## [Dataset content]
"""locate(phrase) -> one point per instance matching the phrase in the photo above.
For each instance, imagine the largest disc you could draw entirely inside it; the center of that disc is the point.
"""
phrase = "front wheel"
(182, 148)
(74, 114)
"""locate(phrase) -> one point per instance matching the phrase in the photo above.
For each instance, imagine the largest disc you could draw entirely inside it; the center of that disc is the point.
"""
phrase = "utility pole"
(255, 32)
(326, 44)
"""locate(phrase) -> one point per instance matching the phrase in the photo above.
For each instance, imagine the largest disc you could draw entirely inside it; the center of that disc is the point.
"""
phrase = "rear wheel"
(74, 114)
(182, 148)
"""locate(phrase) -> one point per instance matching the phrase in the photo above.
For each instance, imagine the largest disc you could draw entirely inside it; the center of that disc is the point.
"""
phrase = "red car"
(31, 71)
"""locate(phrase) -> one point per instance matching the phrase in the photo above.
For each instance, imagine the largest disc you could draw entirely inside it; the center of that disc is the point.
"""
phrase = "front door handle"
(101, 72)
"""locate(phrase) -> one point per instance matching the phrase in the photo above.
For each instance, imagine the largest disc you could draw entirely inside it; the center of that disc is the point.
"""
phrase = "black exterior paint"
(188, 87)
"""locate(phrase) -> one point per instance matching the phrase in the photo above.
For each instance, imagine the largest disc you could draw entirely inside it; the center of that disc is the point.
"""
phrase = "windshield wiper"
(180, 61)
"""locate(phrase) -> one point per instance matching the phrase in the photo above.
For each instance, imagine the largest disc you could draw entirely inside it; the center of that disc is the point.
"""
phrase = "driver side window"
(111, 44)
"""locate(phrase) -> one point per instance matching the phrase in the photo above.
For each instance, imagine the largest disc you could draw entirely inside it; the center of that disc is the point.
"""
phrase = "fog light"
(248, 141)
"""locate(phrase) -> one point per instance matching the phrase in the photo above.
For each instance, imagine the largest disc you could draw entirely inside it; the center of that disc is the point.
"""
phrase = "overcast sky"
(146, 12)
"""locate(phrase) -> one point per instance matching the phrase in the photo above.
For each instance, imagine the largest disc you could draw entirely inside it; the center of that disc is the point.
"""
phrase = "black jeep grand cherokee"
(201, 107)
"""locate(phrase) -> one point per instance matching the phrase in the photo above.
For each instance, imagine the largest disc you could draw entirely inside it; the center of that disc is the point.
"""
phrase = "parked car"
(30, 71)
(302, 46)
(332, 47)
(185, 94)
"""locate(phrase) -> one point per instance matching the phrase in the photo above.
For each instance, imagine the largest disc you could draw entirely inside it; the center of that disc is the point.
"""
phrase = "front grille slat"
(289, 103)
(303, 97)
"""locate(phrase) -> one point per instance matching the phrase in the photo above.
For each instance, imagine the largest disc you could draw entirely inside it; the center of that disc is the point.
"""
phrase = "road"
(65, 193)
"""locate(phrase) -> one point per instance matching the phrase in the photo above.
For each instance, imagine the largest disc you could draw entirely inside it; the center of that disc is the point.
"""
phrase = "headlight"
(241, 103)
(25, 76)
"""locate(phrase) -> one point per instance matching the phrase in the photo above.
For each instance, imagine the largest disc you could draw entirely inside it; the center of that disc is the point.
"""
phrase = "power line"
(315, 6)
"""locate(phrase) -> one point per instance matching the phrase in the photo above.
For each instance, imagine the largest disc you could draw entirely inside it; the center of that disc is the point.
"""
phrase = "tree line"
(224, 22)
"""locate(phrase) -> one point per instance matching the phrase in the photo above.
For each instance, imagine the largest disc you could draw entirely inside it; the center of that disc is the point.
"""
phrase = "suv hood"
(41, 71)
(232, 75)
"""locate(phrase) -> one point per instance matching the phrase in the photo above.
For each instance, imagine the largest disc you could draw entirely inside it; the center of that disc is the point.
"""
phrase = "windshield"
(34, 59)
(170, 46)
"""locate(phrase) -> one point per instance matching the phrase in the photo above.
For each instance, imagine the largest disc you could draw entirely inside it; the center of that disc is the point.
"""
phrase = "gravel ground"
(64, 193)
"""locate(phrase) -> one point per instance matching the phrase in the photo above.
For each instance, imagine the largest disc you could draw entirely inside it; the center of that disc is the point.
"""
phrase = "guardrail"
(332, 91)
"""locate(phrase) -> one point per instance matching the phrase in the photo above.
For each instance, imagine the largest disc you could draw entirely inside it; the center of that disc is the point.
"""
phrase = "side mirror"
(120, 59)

## [Objective]
Would you restate each of the entries word for word?

## [In response]
"""locate(phrase) -> one point per instance matching the phrase in the photo above.
For each instance, imagine the largest disc you could draw entirely inside it; the center of that disc is the point.
"""
phrase = "front wheel"
(182, 148)
(74, 114)
"""locate(phrase) -> one point per instance matching the phrase in the photo above.
For each instance, imagine the largest disc you could draw entirely inside it; the center of that disc is the point.
"""
phrase = "utility pole"
(255, 32)
(326, 44)
"""locate(phrase) -> one point per instance matching the phrase in the photo above.
For each instance, imagine the largest disc you could draw entirely inside it; the center of that disc is the point.
"""
phrase = "rear wheel"
(74, 114)
(182, 148)
"""locate(phrase) -> one point per instance matching the phrase in the photo above.
For each instance, imagine the largest disc you could draw entirely inside it; the center of that disc is the point.
"""
phrase = "red car"
(31, 71)
"""locate(phrase) -> one point per instance matching the phrase in the photo above.
For each instance, imagine the largest disc you could draw entirely inside it; the center of that disc is the point.
"""
phrase = "front door handle"
(101, 72)
"""locate(phrase) -> one point per instance matching the phrase in the photo above.
For each instance, imagine the largest disc you could draw entirely inside it; the center of that disc is the point.
"""
phrase = "black exterior paint"
(188, 87)
"""locate(phrase) -> one point per instance matching the phrase in the photo above.
For each instance, imagine the largest disc you could draw entirely inside it; the center of that disc is the point.
"""
phrase = "windshield wiper"
(180, 61)
"""locate(phrase) -> one point per instance matching the phrase in the photo above.
For each instance, imagine the largest disc you could draw entirely inside it; the center of that disc is the point.
"""
phrase = "driver side window"
(111, 44)
"""locate(phrase) -> one point per instance matching the phrase in the photo above.
For each instance, imagine the largest disc you could draw entirely inside it; the center of that disc is the point.
"""
phrase = "fog light"
(248, 141)
"""locate(phrase) -> one point per instance matching the phrase in the photo above.
For each instance, imagine the largest disc you could draw entirely inside it; the center of that disc is the point.
"""
phrase = "overcast sky"
(146, 12)
"""locate(phrase) -> one point per instance matching the phrase in the photo above.
For each instance, imagine the largest disc you could draw entirely inside it; the center of that disc is the point.
"""
phrase = "black jeep grand cherokee"
(201, 107)
"""locate(phrase) -> one point per instance matching the phrase in the photo above.
For each instance, imagine the largest disc you could draw entirely inside it; the center of that disc is the point.
"""
phrase = "parked car"
(30, 71)
(302, 46)
(332, 47)
(185, 94)
"""locate(phrase) -> one point per instance matching the phrase in the photo above.
For each instance, imagine the largest disc you could draw entirely inside it; the center of that disc is the point.
"""
phrase = "front grille slat"
(289, 103)
(303, 97)
"""locate(phrase) -> one point per instance matching the phrase in the photo above.
For each instance, imagine the largest disc you could draw entirely inside it; the center of that disc is the point.
"""
phrase = "road"
(65, 193)
"""locate(phrase) -> one point per instance matching the phrase in the photo above.
For each instance, imagine the largest disc you could draw entirely inside it; the center of that disc is the point.
"""
phrase = "headlight"
(241, 103)
(25, 76)
"""locate(phrase) -> one point per instance matching the phrase in the photo above.
For each instance, imagine the largest disc you could draw entirely inside it; the center of that disc is the point.
"""
phrase = "power line"
(315, 6)
"""locate(phrase) -> one point per instance matching the phrase in the photo above.
For each instance, imagine the largest disc you could draw entirely inside it; the center of that disc is the point.
"""
phrase = "tree line"
(224, 22)
"""locate(phrase) -> one point per instance matching the phrase in the photo above.
For each instance, imagine the largest disc you could draw entirely inside it; the center of that disc is the point.
"""
phrase = "suv hood"
(41, 71)
(232, 75)
"""locate(phrase) -> one point per instance matching the phrase in the photo above.
For each instance, imagine the largest disc you could draw entirely inside it; the center of that disc is the point.
"""
phrase = "windshield"
(34, 59)
(170, 46)
"""locate(phrase) -> one point per instance matching the phrase in the photo above.
For each instance, imagine the largest disc you could draw entirely inside it; the center of that disc is the point.
"""
phrase = "gravel ground"
(64, 193)
"""locate(phrase) -> one point per instance matching the phrase in the photo above.
For each instance, imagine the largest disc you could draw entirely inside it; the center of that disc is the point.
"""
phrase = "guardrail"
(332, 91)
"""locate(phrase) -> one point per instance matching the phrase in the photo above.
For each instance, imagine the largest disc you could draw entirely inside it; the center of that disc is the point.
"""
phrase = "side mirror"
(120, 59)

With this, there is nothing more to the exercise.